> PROBLEMS TO SOLVE:
(a) In the caregiver's account, who drove John to the clinic for his first treatment in Phase II?
(b) Write the next part of the caregiver's account, starting after its last sentence.

> STUDY TEXT:
=======

During Phase II, when it was time for him to have his first treatment, he needed to focus on relaxing and on not thinking. Because I had a cold, and we weren’t certain that I’d be well enough in time to be with John in the infusion room, he invited his quiet seminary buddy to drive him to the clinic and sit with him that day. Later, he explained that it had turned out to be the best thing, because he knew that Jose would be quiet and it was easier to not worry that he’d need to help me relax. (I had learned about Rituxan from a friend who years ago had had a near catastrophic reaction, so he knew I’d be tense.) Still, that hurt. Later, there were times when he was grateful for my presence at home and at Kaiser. Sometimes he wanted me to drive and a lot of the time he enjoyed doing puzzles or watching TV together at home.
Now we are in Phase III. He is back on watch-and-wait and does not want to think or talk about cancer very often – it makes him anxious. He likes it that I’m curious, and that I like to keep connected on [email protected](link is external). “You’ll be up on lots of information that could be very helpful later.”
He enjoys being focused on his interests and on life in general. We love going to museums and restaurants together. He consults with me when I’m concerned about a difficult case and he tells me about the fascinating things he is learning on Ancestry.com and in history and biographies he reads. We go to book groups, we take turns hosting a group that enjoys playing games, we keep in touch with our sons, and we travel to visit family.
Having benefited from his cancer treatments, sometimes he celebrates by independently doing things that he didn’t like to do before. He decided he’d get a great new car, and asked me to come with him to the dealership. Once he arrived, he realized that he really wanted to enjoy the test drive and purchase on his own. I waited in the lobby and fully appreciated having an iPad that doesn’t need Wi-Fi.
It means a lot to me that IWMF has offered a way to give back. The community of caregivers who attended workshops at the most recent Educational Forums inspired me to ask for Peter DeNardis’ help in creating a supportive community for caregivers on-line, first through Google Groups, and now through IWMF Connect(link is external).

=======

> DATA SHOWN:
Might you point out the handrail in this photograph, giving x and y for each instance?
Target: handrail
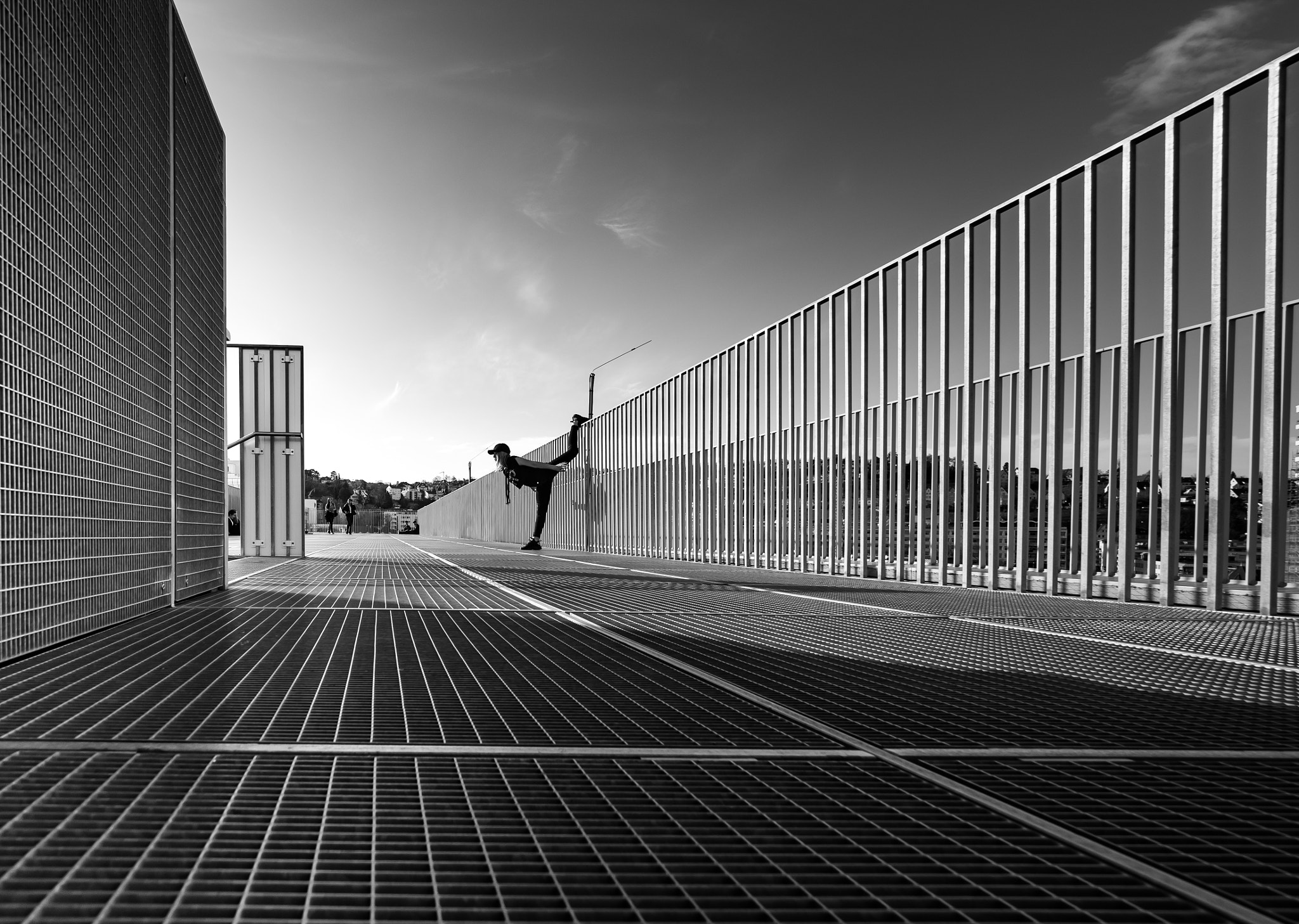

=======

> RESPONSES TO THE EXERCISE:
(a) Jose, his quiet seminary buddy.

(b)
You can use #Caregiving in the subject line to introduce yourself and let us know what your experience has been. This way you can keep in touch with other WM caregivers from all over the world. There is so much to learn. Just yesterday a participant, Louise, posted a note on IWMF connect that touched me. I’m glad that she gave me permission to share her words, because her expression adds vividly to what I want to say in this story:
“One day I may greet my dear heart with cheerful optimism, but in that same moment he may not need cheerfulness, but quiet companionship. The next, I may be feeling the weight of all the incertitude and he may need someone eager to get on with the day…. Let’s have the grace to accept that in the moment we may each be in a different place, and only partially able to enter into the place of the other. Peace and good health, L”
(To read the rest of her lovely invitation to each of us to be compassionate and accepting, you’ll have to get onto IWMF Connect(link is external)!)
As I see this current moment of John’s and my story, we are focusing on enjoying the present watch-and-wait phase by doing things that are meaningful and fun. While we realize that medical uncertainty will be an uninvited companion on our journey, we are being careful to not let WM define who we are. If and/or when there comes a phase during which he needs more care, we will be sure to talk about what he wants and needs, what I can best offer, and then together we will figure out what to do about whatever else he may need that I may not be able to provide.